Recopiez fidèlement, s'il vous plaît, le passage de l'article ci-dessous sur l'indépendance de la Banque Centrale de Tunisie qui va de « Par Mustapha Kamel » à « concentration du pouvoir. » inclus.

**Texte source**
____

Opinions - 14.08.2016

Nabli : Sauver l’indépendance de la Banque Centrale de Tunisie en la protégeant des abus

Nabli : Sauver l’indépendance de la Banque Centrale de Tunisie en la protégeant des abus

Par Mustapha Kamel Nabli - L’affaire est grave. Elle n’est pas grave seulement parce qu’elle pose la question de confiance dans les institutions publiques et de la probité des responsables publics, surtout dans un contexte de difficultés économiques pour le citoyen moyen. Elle est grave aussi parce qu’elle risque de remettre en cause le principe de l’indépendance de la Banque Centrale de Tunisie (BCT), un acquis fondamental depuis la Révolution. Il fait partie des acquis démocratiques, en renforçant une moindre concentration du pouvoir.

En quoi consiste l’affaire ? Le Conseil d’Administration de la BCT nouvellement constitué depuis l’approbation de la nouvelle loi No 2016-35 d’Avril 2016 concernant cette institution a considéré, délibéré et approuvé le principe d’une augmentation énorme des salaires des plus hauts responsables : Gouverneur, Vice-Gouverneur et Secrétaire Général. Ces salaires auraient été multipliés par cinq ou plus. Ils dépasseraient de loin les salaires de presque tous les hauts responsables publics, y compris ceux du Président de la République et du Chef du Gouvernement, sans parler des Ministres ou des autres chefs d’organismes et autorités de régulation.
 
C’est au nom du principe d’indépendance de la BCT que cette loi a prévu que les rémunérations des hauts responsables de cette Institution seront fixées par le Conseil d’Administration (article 55). La composition de ce Conseil a été déterminée de manière à permettre le maximum d’indépendance par rapport à l’Exécutif.
 
Rappelons que l’indépendance de la Banque Centrale a pour objectif essentiel de permettre à cette institution de conduire la politique monétaire du pays sans interférence des intérêts politiques immédiats, qui ne sont pas nécessairement compatibles avec l’intérêt à moyen et long terme du pays en matière de stabilité monétaire et financière. L’autonomie de la BCT en termes de rémunération, comme le mandat fixe des hauts responsables, est destinée à protéger ces responsables de la pression politique.

____

[Extraits de données de régions annotées]

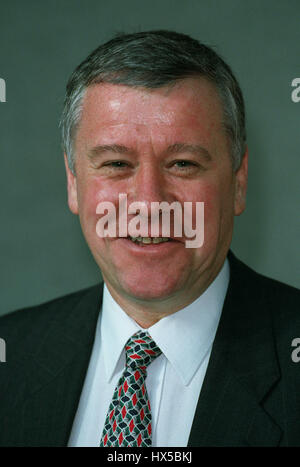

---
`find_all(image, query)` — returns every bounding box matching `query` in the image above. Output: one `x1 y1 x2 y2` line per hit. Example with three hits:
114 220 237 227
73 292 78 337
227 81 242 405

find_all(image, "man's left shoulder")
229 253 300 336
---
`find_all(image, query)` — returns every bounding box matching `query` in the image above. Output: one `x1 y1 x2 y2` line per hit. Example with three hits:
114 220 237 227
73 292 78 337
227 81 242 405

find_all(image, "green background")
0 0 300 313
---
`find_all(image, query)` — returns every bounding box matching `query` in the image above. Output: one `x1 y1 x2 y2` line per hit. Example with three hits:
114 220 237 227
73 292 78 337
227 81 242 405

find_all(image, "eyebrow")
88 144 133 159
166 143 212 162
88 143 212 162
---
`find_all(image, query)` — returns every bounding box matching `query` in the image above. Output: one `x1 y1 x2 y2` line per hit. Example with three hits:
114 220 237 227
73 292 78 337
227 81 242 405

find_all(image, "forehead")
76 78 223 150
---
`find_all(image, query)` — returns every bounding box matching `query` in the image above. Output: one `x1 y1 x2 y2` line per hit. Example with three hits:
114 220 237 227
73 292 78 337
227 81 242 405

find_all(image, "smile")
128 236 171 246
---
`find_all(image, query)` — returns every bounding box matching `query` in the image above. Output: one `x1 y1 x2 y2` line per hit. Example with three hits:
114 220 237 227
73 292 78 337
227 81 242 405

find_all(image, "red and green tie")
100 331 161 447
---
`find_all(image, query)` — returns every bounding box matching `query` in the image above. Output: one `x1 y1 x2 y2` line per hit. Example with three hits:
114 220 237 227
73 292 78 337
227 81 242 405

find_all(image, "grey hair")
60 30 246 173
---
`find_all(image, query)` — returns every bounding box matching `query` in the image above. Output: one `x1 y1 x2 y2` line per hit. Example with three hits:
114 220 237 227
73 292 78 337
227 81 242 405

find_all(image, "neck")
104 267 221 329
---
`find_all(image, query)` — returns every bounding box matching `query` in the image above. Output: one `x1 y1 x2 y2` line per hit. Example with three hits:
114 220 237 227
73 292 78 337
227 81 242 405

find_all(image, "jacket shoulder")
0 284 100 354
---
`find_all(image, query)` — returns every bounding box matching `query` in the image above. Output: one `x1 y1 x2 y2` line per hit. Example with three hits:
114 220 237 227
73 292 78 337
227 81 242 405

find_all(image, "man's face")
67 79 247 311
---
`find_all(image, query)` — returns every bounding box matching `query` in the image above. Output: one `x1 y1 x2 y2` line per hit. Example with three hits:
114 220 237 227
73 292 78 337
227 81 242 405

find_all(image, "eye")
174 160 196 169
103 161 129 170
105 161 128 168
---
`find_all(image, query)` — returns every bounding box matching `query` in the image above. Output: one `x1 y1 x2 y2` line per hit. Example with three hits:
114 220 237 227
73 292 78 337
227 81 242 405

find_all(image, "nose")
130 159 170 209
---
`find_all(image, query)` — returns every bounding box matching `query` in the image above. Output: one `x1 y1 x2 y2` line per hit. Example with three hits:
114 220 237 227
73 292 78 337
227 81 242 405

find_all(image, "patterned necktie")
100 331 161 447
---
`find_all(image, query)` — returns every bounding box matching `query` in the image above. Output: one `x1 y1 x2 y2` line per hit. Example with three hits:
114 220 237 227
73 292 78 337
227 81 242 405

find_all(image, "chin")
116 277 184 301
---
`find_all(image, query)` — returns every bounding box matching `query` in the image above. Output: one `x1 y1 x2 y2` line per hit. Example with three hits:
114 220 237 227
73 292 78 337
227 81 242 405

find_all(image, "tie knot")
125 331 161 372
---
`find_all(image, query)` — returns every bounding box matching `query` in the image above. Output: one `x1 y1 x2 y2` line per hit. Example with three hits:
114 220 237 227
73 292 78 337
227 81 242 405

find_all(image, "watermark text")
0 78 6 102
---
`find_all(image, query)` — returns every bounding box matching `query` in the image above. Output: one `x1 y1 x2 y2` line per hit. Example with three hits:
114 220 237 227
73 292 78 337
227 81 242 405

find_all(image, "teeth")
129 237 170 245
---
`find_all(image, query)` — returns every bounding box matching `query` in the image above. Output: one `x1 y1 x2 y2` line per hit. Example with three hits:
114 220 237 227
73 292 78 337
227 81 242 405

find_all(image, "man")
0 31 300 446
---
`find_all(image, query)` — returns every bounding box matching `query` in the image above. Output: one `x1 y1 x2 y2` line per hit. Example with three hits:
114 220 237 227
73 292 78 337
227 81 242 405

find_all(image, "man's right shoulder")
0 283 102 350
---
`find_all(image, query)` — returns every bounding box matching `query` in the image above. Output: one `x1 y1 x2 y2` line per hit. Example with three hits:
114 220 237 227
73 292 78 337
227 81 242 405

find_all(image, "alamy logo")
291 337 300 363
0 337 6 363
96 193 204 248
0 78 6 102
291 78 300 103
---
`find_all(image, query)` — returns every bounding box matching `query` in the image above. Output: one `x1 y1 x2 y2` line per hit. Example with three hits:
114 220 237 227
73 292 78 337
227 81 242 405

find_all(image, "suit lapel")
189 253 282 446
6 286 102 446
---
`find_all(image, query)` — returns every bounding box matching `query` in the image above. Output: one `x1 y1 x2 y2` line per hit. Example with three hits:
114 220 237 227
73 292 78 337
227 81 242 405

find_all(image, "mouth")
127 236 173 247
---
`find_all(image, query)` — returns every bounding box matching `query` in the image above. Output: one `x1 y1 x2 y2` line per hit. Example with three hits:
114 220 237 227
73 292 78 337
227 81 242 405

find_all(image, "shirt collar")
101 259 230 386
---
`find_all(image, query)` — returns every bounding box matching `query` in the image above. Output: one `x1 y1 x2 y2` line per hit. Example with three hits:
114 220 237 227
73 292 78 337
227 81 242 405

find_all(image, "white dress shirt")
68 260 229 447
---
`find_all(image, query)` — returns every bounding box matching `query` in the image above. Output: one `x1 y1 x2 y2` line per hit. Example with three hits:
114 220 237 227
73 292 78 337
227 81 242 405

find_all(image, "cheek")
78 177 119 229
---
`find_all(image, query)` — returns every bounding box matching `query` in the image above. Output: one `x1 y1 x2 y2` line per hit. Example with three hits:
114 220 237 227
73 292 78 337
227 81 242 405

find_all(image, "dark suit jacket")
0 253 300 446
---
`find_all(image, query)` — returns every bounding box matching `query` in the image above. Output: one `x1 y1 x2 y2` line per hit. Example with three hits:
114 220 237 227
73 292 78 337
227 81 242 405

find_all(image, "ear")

____

**Corrigé**
Par Mustapha Kamel Nabli - L’affaire est grave. Elle n’est pas grave seulement parce qu’elle pose la question de confiance dans les institutions publiques et de la probité des responsables publics, surtout dans un contexte de difficultés économiques pour le citoyen moyen. Elle est grave aussi parce qu’elle risque de remettre en cause le principe de l’indépendance de la Banque Centrale de Tunisie (BCT), un acquis fondamental depuis la Révolution. Il fait partie des acquis démocratiques, en renforçant une moindre concentration du pouvoir.